[PROBLEM REQUIREMENTS] Return each line of the listing below that contains the string "instruction", matching uppercase and lowercase exactly.
** start of EXTRACTED RECORDS **
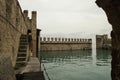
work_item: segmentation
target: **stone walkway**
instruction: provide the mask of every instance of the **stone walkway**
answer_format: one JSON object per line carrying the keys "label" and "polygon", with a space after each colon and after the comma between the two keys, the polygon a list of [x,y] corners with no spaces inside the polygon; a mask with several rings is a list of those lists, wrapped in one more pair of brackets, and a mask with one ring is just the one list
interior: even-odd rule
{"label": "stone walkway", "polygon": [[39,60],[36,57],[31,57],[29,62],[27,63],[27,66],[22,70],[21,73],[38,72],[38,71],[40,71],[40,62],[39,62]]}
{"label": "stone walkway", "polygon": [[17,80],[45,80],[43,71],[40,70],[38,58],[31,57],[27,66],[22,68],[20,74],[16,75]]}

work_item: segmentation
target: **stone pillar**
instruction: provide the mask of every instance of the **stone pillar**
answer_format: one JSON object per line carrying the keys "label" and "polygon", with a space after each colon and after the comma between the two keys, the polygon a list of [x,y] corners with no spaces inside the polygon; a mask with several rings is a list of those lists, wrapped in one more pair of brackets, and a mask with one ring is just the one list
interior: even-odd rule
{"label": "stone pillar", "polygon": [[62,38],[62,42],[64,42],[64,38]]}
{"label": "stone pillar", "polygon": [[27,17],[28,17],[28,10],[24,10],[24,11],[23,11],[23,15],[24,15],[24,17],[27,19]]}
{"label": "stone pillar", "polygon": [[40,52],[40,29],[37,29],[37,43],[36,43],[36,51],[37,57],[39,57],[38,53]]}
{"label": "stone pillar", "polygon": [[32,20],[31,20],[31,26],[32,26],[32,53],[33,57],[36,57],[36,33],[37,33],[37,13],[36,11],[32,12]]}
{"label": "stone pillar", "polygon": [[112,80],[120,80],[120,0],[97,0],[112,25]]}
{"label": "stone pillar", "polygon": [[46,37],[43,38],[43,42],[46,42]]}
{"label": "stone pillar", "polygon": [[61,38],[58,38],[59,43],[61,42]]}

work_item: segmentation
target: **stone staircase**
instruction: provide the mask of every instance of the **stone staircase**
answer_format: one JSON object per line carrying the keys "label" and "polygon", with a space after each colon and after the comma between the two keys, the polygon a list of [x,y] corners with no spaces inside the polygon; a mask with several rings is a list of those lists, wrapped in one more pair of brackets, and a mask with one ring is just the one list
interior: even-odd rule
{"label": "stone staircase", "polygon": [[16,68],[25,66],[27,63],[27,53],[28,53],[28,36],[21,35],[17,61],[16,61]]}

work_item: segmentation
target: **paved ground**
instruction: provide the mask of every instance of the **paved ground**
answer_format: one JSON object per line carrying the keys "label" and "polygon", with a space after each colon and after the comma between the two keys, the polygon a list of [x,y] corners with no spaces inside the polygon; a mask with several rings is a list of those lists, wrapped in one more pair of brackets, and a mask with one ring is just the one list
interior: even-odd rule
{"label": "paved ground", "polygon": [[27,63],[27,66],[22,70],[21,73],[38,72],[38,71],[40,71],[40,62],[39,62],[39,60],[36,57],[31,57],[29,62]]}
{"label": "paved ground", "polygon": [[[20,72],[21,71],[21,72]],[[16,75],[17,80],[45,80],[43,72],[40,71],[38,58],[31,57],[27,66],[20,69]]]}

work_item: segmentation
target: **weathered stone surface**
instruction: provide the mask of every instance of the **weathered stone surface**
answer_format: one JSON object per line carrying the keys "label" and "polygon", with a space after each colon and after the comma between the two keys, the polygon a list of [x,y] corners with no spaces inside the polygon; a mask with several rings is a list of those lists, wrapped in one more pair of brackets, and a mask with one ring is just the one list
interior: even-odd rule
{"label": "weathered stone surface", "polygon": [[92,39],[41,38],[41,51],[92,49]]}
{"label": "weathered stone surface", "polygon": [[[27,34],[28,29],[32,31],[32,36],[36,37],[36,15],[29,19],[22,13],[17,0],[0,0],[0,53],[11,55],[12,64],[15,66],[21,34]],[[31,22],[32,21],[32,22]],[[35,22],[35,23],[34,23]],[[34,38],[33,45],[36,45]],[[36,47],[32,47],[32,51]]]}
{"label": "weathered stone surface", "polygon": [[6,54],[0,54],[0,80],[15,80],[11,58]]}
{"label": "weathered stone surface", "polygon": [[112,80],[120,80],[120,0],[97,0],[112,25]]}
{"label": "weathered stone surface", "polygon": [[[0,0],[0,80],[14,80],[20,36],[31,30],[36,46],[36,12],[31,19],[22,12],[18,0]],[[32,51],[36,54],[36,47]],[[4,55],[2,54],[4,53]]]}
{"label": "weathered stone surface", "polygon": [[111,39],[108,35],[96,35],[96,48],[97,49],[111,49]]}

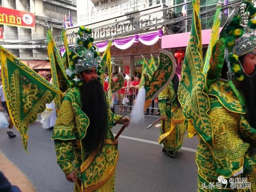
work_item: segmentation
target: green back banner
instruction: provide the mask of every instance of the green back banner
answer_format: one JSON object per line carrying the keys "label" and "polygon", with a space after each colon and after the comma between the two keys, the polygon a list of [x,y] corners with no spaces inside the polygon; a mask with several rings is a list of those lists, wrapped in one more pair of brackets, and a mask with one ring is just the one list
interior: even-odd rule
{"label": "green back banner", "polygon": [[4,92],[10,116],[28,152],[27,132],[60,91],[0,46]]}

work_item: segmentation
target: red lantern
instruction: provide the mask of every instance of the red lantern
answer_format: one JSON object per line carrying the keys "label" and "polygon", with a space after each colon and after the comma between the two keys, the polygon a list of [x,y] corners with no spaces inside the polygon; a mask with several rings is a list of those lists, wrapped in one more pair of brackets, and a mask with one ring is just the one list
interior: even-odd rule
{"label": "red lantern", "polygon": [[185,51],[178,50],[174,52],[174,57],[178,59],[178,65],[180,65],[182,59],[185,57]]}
** end of EXTRACTED RECORDS **
[TASK RESULT]
instruction: provide the mask of every instance of the **stone walkway**
instruction: provide the mask of every instance of the **stone pillar**
instruction: provide the mask of every instance of the **stone staircase**
instruction: provide the mask of every instance of the **paved ground**
instruction: provide the mask of every instance of the **weathered stone surface**
instruction: provide the mask of every instance of the green back banner
instruction: provide the mask of every instance of the red lantern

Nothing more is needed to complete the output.